**Source material:**
★ ★ ★ ★ ★ ★ ★

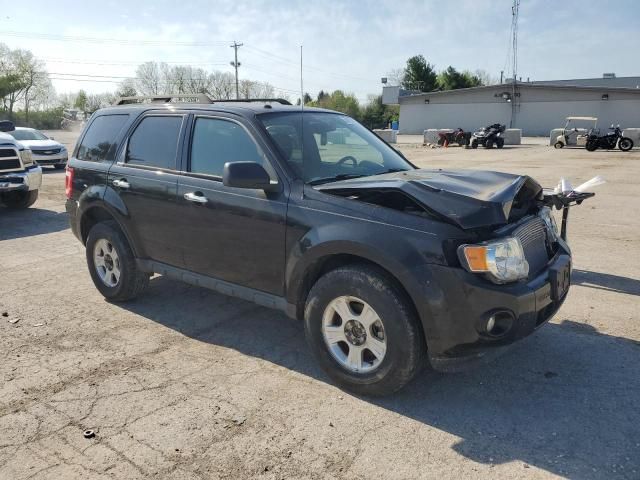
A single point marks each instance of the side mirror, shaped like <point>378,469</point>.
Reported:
<point>247,175</point>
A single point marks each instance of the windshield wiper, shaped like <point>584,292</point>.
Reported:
<point>334,178</point>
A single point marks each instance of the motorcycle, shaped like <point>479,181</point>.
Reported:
<point>458,136</point>
<point>489,136</point>
<point>608,141</point>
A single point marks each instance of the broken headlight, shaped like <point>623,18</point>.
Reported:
<point>547,216</point>
<point>502,260</point>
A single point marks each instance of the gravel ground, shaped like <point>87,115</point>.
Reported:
<point>185,383</point>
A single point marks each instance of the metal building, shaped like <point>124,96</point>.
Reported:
<point>534,107</point>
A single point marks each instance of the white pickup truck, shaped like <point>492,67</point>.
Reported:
<point>20,175</point>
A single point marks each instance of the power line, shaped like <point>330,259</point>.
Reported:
<point>119,41</point>
<point>235,64</point>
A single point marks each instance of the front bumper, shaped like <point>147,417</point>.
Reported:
<point>458,312</point>
<point>27,180</point>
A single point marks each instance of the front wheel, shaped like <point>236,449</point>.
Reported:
<point>363,330</point>
<point>20,200</point>
<point>112,265</point>
<point>625,144</point>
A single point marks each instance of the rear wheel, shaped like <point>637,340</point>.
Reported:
<point>112,265</point>
<point>625,144</point>
<point>20,200</point>
<point>363,331</point>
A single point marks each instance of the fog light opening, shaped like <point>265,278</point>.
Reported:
<point>499,323</point>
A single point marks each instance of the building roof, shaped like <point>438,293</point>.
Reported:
<point>522,85</point>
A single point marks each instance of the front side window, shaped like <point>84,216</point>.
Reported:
<point>100,142</point>
<point>154,142</point>
<point>216,142</point>
<point>323,147</point>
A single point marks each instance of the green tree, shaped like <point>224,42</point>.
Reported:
<point>341,102</point>
<point>81,101</point>
<point>419,75</point>
<point>377,115</point>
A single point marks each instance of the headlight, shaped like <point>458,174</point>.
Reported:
<point>26,157</point>
<point>503,260</point>
<point>547,216</point>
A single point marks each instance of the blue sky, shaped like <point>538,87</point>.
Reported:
<point>347,44</point>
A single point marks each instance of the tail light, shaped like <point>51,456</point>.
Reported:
<point>68,182</point>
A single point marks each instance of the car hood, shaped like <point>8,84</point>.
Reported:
<point>41,144</point>
<point>467,198</point>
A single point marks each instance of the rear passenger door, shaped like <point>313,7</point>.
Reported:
<point>145,178</point>
<point>233,234</point>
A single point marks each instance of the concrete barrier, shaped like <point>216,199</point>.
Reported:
<point>388,135</point>
<point>512,136</point>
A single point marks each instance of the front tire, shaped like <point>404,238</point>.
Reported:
<point>112,265</point>
<point>20,200</point>
<point>363,331</point>
<point>625,144</point>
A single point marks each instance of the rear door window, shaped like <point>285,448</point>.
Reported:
<point>101,140</point>
<point>154,142</point>
<point>216,142</point>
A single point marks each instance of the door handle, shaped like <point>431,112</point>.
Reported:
<point>121,184</point>
<point>196,197</point>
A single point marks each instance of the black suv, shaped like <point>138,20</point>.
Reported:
<point>309,212</point>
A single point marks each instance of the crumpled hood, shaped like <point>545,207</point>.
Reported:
<point>468,198</point>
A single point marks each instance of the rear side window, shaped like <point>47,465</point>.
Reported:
<point>216,142</point>
<point>100,142</point>
<point>154,142</point>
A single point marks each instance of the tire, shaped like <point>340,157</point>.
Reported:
<point>20,200</point>
<point>357,287</point>
<point>131,282</point>
<point>625,144</point>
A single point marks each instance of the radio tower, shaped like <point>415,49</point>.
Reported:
<point>514,66</point>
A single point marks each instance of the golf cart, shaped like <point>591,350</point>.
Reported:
<point>568,132</point>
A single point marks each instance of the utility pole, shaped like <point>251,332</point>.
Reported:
<point>235,64</point>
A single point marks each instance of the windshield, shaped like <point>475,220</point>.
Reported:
<point>28,135</point>
<point>335,146</point>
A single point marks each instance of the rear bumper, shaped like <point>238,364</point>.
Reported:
<point>27,180</point>
<point>456,320</point>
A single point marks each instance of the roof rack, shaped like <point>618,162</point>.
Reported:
<point>198,97</point>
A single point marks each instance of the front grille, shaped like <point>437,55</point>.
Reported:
<point>533,237</point>
<point>48,151</point>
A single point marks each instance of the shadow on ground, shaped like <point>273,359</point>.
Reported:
<point>606,281</point>
<point>565,400</point>
<point>31,221</point>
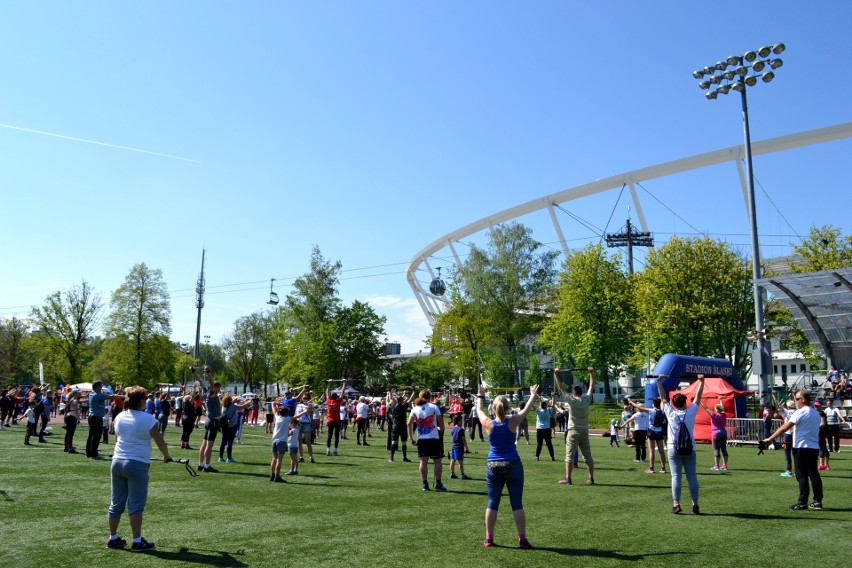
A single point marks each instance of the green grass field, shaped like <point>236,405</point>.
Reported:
<point>359,510</point>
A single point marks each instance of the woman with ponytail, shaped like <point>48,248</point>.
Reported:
<point>504,466</point>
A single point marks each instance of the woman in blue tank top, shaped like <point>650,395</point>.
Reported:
<point>504,466</point>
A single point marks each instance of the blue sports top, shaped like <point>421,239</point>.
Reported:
<point>502,443</point>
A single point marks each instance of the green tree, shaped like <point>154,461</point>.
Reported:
<point>458,334</point>
<point>66,324</point>
<point>12,332</point>
<point>432,372</point>
<point>304,328</point>
<point>508,285</point>
<point>825,248</point>
<point>140,319</point>
<point>247,348</point>
<point>695,297</point>
<point>594,313</point>
<point>360,349</point>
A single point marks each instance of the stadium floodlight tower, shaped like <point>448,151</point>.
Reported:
<point>738,72</point>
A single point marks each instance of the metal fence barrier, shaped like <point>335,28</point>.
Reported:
<point>743,431</point>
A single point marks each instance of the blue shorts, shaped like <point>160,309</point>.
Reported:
<point>512,477</point>
<point>128,487</point>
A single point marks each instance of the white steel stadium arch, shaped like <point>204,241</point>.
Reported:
<point>431,304</point>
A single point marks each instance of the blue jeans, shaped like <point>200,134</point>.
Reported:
<point>683,464</point>
<point>129,486</point>
<point>513,480</point>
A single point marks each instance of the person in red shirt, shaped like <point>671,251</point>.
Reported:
<point>333,401</point>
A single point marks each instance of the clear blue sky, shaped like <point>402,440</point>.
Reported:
<point>372,128</point>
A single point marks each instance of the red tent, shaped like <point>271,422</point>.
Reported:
<point>714,388</point>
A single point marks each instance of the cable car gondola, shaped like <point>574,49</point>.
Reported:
<point>273,297</point>
<point>437,286</point>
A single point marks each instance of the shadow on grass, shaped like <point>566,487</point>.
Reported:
<point>245,473</point>
<point>598,553</point>
<point>465,492</point>
<point>630,485</point>
<point>217,558</point>
<point>756,516</point>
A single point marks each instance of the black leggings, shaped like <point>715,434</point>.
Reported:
<point>639,437</point>
<point>333,429</point>
<point>474,424</point>
<point>361,428</point>
<point>96,431</point>
<point>227,443</point>
<point>833,439</point>
<point>543,435</point>
<point>188,427</point>
<point>806,461</point>
<point>70,428</point>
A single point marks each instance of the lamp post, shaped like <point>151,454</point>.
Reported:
<point>738,72</point>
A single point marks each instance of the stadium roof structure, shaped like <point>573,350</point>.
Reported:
<point>822,304</point>
<point>433,304</point>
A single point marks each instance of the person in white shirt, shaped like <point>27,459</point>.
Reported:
<point>430,430</point>
<point>679,416</point>
<point>131,458</point>
<point>805,424</point>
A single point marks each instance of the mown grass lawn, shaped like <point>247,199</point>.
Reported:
<point>359,510</point>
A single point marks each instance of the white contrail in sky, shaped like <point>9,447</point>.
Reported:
<point>75,139</point>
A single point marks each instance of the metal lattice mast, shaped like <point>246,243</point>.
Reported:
<point>199,303</point>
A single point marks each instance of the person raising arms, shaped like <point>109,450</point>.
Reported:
<point>577,435</point>
<point>430,429</point>
<point>504,467</point>
<point>679,416</point>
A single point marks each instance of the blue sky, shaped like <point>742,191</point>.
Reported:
<point>371,129</point>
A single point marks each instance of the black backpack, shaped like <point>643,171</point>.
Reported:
<point>660,420</point>
<point>683,441</point>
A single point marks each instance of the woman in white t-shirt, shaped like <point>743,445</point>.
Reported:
<point>134,429</point>
<point>427,422</point>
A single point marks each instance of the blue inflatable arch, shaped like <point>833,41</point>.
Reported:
<point>679,368</point>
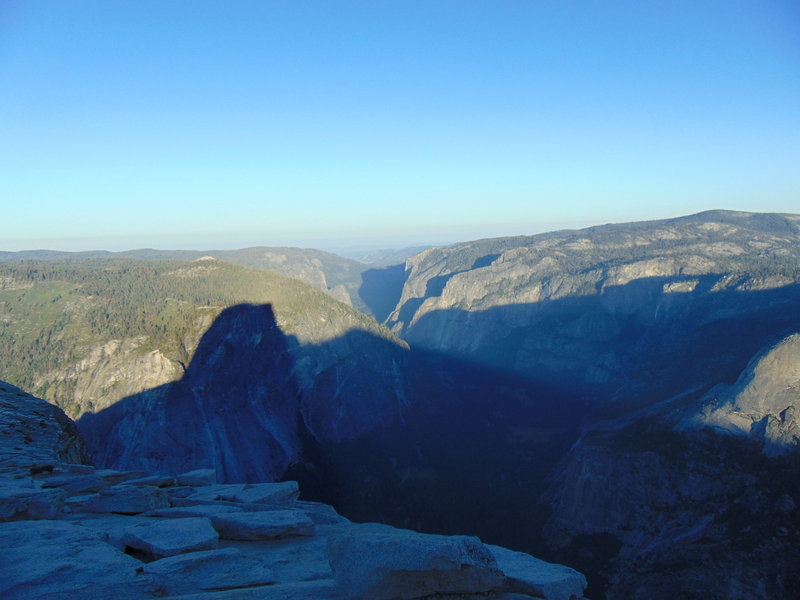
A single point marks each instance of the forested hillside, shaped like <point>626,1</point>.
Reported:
<point>58,316</point>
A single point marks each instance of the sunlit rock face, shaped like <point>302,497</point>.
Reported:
<point>624,310</point>
<point>764,403</point>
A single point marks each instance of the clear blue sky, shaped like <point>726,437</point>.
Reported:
<point>223,124</point>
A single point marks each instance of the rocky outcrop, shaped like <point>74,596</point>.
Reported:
<point>238,406</point>
<point>654,513</point>
<point>763,403</point>
<point>232,541</point>
<point>633,310</point>
<point>33,430</point>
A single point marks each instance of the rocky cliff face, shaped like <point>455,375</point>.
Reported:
<point>71,531</point>
<point>763,403</point>
<point>655,513</point>
<point>628,308</point>
<point>238,406</point>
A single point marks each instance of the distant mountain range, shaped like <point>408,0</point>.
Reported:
<point>621,398</point>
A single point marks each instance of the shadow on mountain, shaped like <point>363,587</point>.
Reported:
<point>634,343</point>
<point>413,439</point>
<point>381,289</point>
<point>234,410</point>
<point>434,442</point>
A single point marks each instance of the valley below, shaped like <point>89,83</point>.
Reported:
<point>621,399</point>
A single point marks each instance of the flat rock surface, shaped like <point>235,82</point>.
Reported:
<point>383,563</point>
<point>54,559</point>
<point>263,525</point>
<point>526,574</point>
<point>210,570</point>
<point>159,538</point>
<point>139,536</point>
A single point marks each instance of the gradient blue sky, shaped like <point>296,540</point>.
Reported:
<point>226,124</point>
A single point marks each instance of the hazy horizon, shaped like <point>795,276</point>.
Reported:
<point>342,124</point>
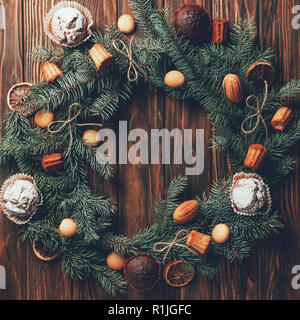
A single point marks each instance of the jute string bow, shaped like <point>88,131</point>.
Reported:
<point>133,66</point>
<point>259,109</point>
<point>69,123</point>
<point>174,243</point>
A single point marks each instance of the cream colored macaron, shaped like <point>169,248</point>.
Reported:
<point>126,24</point>
<point>221,233</point>
<point>174,79</point>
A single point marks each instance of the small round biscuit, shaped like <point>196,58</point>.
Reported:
<point>43,118</point>
<point>126,24</point>
<point>174,79</point>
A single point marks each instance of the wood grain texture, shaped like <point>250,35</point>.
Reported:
<point>267,275</point>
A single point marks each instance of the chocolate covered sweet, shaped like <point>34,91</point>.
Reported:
<point>142,272</point>
<point>250,195</point>
<point>193,22</point>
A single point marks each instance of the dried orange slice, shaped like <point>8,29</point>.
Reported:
<point>178,273</point>
<point>42,253</point>
<point>16,98</point>
<point>260,72</point>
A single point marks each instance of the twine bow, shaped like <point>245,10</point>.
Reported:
<point>133,66</point>
<point>259,109</point>
<point>69,123</point>
<point>176,242</point>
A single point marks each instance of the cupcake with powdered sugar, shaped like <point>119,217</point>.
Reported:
<point>250,195</point>
<point>68,24</point>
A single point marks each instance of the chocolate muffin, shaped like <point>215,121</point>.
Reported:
<point>142,272</point>
<point>193,22</point>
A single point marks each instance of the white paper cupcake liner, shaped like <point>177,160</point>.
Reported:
<point>267,207</point>
<point>67,4</point>
<point>18,219</point>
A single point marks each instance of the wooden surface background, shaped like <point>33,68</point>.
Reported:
<point>267,275</point>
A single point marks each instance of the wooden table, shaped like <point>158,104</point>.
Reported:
<point>267,274</point>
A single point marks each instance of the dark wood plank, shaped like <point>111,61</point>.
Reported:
<point>140,185</point>
<point>44,280</point>
<point>277,256</point>
<point>188,115</point>
<point>11,52</point>
<point>267,275</point>
<point>104,13</point>
<point>235,281</point>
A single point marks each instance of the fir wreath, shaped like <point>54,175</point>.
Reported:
<point>66,193</point>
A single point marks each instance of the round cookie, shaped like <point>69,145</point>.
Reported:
<point>115,261</point>
<point>68,228</point>
<point>43,118</point>
<point>91,138</point>
<point>174,79</point>
<point>221,233</point>
<point>126,24</point>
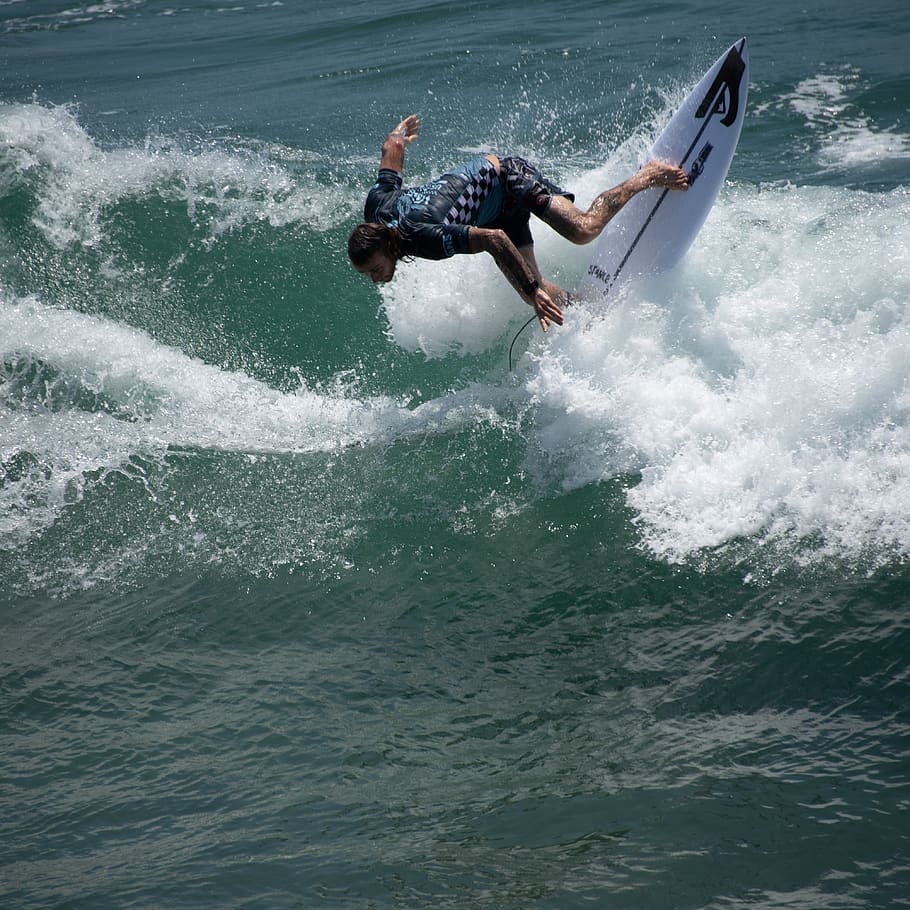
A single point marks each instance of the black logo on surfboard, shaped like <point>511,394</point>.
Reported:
<point>698,165</point>
<point>724,87</point>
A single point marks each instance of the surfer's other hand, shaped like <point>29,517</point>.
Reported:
<point>660,174</point>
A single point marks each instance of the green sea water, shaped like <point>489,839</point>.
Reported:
<point>307,601</point>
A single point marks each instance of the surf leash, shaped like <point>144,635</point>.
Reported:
<point>517,335</point>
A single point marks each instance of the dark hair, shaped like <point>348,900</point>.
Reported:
<point>367,239</point>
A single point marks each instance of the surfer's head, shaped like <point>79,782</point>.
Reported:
<point>373,251</point>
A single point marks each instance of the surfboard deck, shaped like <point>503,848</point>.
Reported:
<point>653,231</point>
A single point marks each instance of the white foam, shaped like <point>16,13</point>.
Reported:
<point>851,139</point>
<point>85,394</point>
<point>77,181</point>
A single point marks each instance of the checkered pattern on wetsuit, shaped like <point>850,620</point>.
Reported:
<point>469,202</point>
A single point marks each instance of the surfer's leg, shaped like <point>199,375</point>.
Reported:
<point>582,227</point>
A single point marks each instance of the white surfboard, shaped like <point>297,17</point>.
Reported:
<point>653,230</point>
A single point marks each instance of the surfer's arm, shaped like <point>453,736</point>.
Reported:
<point>513,265</point>
<point>397,141</point>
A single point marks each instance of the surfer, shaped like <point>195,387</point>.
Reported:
<point>483,206</point>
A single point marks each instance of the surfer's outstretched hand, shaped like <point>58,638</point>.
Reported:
<point>660,174</point>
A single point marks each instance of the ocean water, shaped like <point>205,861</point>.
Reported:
<point>306,600</point>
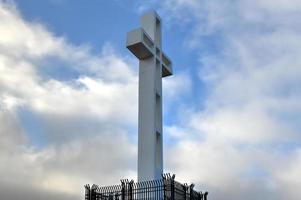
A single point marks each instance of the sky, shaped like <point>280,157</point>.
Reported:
<point>69,96</point>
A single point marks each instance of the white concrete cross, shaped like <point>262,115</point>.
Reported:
<point>145,44</point>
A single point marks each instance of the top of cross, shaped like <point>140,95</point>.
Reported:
<point>146,42</point>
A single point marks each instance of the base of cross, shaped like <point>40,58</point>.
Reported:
<point>165,188</point>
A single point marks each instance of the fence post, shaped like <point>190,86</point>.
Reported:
<point>131,189</point>
<point>185,190</point>
<point>205,195</point>
<point>172,187</point>
<point>191,193</point>
<point>122,190</point>
<point>93,192</point>
<point>87,192</point>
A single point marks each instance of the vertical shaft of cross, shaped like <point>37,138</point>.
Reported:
<point>150,151</point>
<point>145,44</point>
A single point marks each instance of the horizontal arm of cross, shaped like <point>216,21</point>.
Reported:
<point>142,46</point>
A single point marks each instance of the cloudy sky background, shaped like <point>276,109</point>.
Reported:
<point>68,96</point>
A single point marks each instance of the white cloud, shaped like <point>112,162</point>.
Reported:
<point>251,120</point>
<point>89,111</point>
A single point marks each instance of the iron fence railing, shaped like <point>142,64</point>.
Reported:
<point>163,189</point>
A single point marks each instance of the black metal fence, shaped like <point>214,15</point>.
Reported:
<point>163,189</point>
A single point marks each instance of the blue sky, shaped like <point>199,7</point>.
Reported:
<point>68,96</point>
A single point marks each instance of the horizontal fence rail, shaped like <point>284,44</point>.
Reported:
<point>163,189</point>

★ ★ ★ ★ ★ ★ ★

**What you need to do:** What is needed is an exact copy of each line from the top of the data above through the line containing "A single point marks each instance of the metal building, shaped", with no pictures.

**Result for this task:**
A single point marks each instance of the side mirror, shaped like <point>378,469</point>.
Reported:
<point>247,175</point>
A single point marks each instance of the windshield wiper, shaped like <point>584,292</point>.
Reported:
<point>334,178</point>
A single point marks each instance of the motorcycle, shaped like <point>479,181</point>.
Reported:
<point>458,136</point>
<point>489,136</point>
<point>608,141</point>
A single point marks each instance of the broken headlight, shaped like <point>623,18</point>.
Reported:
<point>547,216</point>
<point>502,260</point>
A single point marks each instance of the gravel ground, shaped like <point>87,115</point>.
Reported:
<point>185,383</point>
A single point marks each instance of the metal building, shaped like <point>124,96</point>.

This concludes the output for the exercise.